┌──

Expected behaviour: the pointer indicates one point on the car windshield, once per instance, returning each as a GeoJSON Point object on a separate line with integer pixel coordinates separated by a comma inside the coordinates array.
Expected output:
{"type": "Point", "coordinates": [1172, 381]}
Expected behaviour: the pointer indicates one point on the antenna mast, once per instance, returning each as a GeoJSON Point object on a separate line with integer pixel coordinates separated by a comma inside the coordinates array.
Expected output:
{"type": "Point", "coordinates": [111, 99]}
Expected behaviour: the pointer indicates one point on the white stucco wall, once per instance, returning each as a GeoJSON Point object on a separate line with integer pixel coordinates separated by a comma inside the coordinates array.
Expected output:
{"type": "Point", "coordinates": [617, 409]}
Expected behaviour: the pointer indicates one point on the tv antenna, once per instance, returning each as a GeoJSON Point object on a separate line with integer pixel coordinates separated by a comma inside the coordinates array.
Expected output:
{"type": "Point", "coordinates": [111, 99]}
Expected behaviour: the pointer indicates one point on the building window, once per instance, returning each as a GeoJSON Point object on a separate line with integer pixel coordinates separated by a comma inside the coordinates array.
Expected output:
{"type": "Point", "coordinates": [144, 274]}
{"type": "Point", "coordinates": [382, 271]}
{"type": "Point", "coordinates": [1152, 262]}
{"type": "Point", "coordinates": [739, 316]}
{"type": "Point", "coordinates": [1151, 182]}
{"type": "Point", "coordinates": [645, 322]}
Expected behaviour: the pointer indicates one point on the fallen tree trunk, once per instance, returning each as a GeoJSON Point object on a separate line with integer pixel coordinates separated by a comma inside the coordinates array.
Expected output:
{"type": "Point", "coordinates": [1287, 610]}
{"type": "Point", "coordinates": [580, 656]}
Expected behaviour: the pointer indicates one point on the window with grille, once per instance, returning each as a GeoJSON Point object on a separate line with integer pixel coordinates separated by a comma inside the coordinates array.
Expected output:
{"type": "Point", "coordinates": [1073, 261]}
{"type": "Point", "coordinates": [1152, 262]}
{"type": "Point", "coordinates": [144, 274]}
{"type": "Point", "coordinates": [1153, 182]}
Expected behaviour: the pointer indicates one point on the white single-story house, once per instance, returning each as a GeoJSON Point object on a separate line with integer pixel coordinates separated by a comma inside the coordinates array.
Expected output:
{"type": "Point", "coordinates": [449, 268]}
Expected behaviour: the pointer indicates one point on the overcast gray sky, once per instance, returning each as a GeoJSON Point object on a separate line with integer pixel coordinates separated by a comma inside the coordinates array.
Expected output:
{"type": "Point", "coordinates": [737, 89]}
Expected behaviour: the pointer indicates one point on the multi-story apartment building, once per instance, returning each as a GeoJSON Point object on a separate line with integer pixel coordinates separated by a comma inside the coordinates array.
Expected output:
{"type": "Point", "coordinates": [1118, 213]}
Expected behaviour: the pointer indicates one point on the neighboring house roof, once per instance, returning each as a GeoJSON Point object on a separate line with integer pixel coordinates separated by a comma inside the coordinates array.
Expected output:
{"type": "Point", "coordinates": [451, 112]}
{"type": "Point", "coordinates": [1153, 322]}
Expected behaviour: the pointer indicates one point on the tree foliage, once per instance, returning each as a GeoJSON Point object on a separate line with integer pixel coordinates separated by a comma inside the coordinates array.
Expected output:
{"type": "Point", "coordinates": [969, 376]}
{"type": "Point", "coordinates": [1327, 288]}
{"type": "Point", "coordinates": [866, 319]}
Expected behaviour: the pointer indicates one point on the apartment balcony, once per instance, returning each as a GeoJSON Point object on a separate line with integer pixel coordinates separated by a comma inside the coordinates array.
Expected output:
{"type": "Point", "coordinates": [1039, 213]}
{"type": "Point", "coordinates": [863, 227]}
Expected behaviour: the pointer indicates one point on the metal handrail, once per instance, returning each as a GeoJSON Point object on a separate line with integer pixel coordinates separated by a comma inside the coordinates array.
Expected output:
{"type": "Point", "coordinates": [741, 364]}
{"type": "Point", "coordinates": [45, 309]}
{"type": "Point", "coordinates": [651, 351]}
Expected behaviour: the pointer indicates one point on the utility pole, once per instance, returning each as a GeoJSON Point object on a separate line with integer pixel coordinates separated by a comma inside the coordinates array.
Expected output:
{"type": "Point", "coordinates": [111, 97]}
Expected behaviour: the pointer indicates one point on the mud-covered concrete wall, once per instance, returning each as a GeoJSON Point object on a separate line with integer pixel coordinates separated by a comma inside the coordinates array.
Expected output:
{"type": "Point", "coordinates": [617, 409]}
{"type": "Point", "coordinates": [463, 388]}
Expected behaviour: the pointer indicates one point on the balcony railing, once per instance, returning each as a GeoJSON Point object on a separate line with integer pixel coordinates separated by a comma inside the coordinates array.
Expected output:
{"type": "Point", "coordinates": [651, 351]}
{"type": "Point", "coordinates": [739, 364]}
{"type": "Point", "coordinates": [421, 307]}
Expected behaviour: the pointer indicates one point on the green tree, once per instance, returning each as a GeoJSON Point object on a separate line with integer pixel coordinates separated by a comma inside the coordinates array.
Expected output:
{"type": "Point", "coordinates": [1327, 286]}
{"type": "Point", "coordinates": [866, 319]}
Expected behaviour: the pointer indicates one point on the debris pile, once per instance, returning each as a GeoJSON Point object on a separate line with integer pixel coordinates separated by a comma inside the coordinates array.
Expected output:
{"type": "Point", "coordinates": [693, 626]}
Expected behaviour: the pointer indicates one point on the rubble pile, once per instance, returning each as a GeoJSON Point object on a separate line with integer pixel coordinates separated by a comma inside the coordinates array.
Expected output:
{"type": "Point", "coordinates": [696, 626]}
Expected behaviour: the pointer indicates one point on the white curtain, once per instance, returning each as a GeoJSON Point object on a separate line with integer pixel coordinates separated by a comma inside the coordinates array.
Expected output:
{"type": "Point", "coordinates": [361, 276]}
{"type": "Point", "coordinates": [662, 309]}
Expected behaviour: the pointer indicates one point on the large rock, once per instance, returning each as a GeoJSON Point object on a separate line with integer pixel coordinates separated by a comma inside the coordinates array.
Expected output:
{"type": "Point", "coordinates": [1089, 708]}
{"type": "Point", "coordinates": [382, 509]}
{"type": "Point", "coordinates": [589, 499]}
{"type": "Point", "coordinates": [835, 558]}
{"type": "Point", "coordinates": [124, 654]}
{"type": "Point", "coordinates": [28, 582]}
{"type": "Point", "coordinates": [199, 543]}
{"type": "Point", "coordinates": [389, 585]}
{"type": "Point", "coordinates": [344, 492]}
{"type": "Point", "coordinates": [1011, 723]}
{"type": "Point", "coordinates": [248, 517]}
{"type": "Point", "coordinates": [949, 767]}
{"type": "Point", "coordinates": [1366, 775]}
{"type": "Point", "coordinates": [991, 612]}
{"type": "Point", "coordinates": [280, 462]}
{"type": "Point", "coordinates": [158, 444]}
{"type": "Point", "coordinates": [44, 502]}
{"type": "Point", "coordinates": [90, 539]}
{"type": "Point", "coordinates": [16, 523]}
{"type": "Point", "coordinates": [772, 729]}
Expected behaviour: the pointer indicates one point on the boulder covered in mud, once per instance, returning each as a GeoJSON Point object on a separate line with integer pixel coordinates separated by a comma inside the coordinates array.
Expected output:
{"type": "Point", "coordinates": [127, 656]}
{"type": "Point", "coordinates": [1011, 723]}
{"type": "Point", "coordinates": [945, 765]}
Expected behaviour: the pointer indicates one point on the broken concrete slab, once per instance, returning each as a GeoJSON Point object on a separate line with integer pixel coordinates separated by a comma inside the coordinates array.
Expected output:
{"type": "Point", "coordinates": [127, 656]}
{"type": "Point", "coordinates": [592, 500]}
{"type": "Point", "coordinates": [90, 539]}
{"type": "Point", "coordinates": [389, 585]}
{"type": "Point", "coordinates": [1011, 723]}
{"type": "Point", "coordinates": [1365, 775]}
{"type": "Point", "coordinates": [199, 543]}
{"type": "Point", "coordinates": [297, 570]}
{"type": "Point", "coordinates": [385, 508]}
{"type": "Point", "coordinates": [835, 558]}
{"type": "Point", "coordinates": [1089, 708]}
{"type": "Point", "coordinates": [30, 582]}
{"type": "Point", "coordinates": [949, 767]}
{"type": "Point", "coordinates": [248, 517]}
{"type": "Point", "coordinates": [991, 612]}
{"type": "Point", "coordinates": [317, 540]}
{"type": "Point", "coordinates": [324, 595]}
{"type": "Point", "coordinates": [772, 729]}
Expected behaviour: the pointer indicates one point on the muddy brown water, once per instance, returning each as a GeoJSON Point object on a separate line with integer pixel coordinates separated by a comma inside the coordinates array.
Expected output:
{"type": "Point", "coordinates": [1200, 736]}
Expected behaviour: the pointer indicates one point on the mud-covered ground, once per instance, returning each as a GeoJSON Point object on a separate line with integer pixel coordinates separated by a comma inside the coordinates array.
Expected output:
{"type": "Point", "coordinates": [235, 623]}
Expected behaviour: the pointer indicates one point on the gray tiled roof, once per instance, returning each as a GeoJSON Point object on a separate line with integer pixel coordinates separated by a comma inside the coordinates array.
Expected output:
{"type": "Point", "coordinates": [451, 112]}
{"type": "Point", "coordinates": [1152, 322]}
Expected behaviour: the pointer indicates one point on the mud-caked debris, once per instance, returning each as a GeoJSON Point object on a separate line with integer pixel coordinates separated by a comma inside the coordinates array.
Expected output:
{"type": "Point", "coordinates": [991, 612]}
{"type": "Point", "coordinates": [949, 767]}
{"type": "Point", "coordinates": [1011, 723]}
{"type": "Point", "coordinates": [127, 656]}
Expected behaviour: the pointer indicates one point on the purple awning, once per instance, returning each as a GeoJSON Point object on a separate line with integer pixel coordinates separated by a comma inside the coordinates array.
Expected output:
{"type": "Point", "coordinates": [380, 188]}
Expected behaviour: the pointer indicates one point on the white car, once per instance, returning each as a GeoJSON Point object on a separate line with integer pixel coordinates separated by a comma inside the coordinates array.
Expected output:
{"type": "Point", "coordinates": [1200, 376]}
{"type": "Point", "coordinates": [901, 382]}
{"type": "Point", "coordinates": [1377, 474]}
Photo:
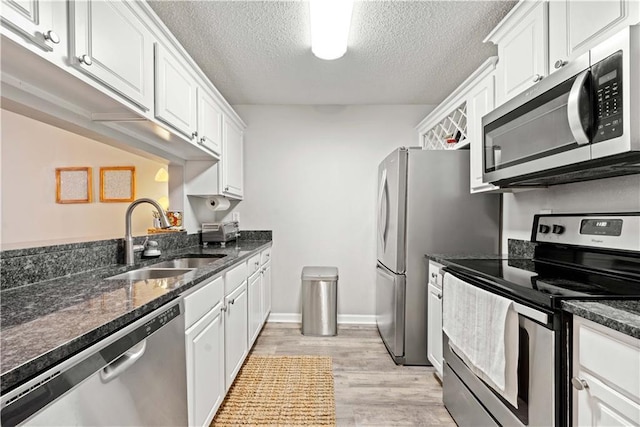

└──

> [Action item]
From the entries, report each line that includes the word "building".

> [Task output]
Expected behaviour: the pointer indicates one point on the building window, once per instance, returning each as a GeoJSON Point object on a separate line with integer pixel coordinates separated by a comma inside the coordinates array.
Expected behaviour: the pointer indicates one point on the multi-story apartment building, once per instance, returning each as a GeoJSON Point object on a separate line with integer pixel coordinates separated by a comma inside the coordinates array.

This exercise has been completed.